Give back exactly the lines that run from the line containing "Query: reflected light spot" through the end of the listing below. Leave out every other line.

++++ Excerpted data ++++

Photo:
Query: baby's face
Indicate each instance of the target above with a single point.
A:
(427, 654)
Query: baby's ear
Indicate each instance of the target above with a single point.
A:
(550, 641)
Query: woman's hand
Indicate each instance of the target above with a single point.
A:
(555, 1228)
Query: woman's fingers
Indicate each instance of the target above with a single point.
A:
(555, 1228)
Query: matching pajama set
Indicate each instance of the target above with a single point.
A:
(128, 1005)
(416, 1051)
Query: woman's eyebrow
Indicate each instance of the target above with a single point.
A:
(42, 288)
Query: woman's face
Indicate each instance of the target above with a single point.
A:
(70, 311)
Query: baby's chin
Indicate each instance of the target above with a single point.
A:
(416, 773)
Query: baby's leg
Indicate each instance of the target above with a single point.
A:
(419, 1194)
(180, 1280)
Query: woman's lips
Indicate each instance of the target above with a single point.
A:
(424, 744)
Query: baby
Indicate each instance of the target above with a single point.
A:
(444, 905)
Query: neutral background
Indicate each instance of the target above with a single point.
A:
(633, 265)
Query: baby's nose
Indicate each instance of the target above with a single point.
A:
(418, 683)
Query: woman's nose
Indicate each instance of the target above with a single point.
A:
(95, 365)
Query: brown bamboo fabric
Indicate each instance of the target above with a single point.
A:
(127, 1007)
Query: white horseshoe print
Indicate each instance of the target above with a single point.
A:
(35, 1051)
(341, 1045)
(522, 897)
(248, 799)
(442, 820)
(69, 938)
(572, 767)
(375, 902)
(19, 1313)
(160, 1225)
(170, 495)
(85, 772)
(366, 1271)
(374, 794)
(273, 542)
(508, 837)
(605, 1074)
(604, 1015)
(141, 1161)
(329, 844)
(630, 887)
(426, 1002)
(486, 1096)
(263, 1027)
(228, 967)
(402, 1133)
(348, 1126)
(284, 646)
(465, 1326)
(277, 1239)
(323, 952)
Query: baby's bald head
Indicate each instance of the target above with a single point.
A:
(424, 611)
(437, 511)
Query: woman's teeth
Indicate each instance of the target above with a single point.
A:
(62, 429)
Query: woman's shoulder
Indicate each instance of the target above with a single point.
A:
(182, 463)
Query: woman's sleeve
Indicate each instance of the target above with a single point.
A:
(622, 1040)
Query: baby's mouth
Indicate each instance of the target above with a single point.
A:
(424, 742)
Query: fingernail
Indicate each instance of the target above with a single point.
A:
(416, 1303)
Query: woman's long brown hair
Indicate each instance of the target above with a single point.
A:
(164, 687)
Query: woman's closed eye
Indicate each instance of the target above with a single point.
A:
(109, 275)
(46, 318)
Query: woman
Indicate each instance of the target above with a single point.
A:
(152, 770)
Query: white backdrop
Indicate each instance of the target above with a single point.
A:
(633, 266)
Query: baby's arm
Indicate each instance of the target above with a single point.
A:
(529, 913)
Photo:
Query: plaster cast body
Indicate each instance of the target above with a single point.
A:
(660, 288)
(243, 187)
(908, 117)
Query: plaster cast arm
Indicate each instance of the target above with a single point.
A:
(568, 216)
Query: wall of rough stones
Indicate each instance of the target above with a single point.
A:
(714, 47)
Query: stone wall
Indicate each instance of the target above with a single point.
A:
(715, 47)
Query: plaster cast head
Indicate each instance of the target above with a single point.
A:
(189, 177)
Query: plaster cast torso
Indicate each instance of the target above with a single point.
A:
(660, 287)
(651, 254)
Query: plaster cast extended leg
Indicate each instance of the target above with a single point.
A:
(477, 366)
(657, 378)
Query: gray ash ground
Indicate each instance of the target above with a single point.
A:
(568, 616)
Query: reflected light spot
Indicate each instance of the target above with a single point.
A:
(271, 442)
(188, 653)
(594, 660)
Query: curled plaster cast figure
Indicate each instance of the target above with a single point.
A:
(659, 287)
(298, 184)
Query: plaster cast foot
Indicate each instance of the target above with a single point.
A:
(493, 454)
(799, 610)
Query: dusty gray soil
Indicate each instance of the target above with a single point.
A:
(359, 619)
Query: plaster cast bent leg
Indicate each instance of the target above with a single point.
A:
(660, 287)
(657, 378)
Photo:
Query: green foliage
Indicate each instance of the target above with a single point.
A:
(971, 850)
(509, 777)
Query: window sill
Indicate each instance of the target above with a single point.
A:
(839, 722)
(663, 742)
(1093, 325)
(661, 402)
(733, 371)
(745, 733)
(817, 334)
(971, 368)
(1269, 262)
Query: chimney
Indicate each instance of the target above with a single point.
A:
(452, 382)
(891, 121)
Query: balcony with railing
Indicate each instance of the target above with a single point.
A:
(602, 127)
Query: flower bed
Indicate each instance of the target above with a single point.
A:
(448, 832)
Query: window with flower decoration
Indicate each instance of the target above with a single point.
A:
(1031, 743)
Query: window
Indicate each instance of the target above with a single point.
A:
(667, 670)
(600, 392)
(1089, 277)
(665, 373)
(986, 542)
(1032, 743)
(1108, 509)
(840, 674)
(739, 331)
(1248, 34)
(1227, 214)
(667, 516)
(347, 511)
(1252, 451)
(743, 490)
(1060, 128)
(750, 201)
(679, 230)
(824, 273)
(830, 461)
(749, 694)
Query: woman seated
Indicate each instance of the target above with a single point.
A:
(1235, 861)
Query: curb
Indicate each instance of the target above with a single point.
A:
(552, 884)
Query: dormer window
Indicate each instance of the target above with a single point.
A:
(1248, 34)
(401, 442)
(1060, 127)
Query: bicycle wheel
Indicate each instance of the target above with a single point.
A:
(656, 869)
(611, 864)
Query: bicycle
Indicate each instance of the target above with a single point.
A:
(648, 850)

++++

§ Output below
Query: reflected light spot
Indicate each instance of the target above with a single point.
A:
(271, 442)
(188, 653)
(594, 660)
Query: curled plaster cast figure
Indicate each instance of the target above with a single point.
A:
(659, 287)
(298, 184)
Query: plaster cast foot
Indicate each instance of the target above with a single point.
A:
(493, 454)
(799, 610)
Query: dusty gray soil
Indicate each instance of the target above with a single point.
A:
(359, 619)
Query: plaster cast bent leg
Indicate each instance of the target above with a single point.
A:
(660, 287)
(657, 378)
Photo:
Query: green foliage
Indicate each instance of the target above with a single point.
A:
(971, 850)
(509, 777)
Query: window sill
Indicate each instance of the target above with a single point.
A:
(839, 722)
(663, 742)
(1093, 325)
(661, 402)
(733, 371)
(745, 733)
(817, 334)
(971, 368)
(1269, 262)
Query: chimney
Indicate each instance of the target above with a single point.
A:
(452, 382)
(891, 121)
Query: balcony with railing
Indicate each instance of the target above with a single point.
A:
(602, 127)
Query: flower bed
Indicate each instance of the target above with a single point.
A:
(448, 832)
Query: window with flower decoration
Indicate each instance of the target above with a single point.
A:
(1031, 743)
Query: window
Indicate each instance of the target above with a single point.
A:
(667, 670)
(600, 392)
(1089, 277)
(665, 373)
(986, 542)
(1032, 743)
(1108, 509)
(840, 674)
(739, 331)
(1248, 34)
(1227, 214)
(667, 516)
(347, 511)
(1252, 451)
(743, 490)
(1060, 128)
(750, 201)
(679, 230)
(824, 273)
(830, 461)
(749, 694)
Query: woman seated
Indicate each instance of the target above with a single point.
A:
(1235, 861)
Query: curb
Indicate each instance of the target above with a single point.
A:
(552, 884)
Query: dormer window
Indicate each instance of the target above with a single point.
A:
(1248, 34)
(401, 442)
(1060, 127)
Query: bicycle wheel
Indicate each instance of the target above with a single point.
A:
(656, 869)
(611, 864)
Query: bicycle
Indicate each instance of the target above with a single point.
A:
(648, 850)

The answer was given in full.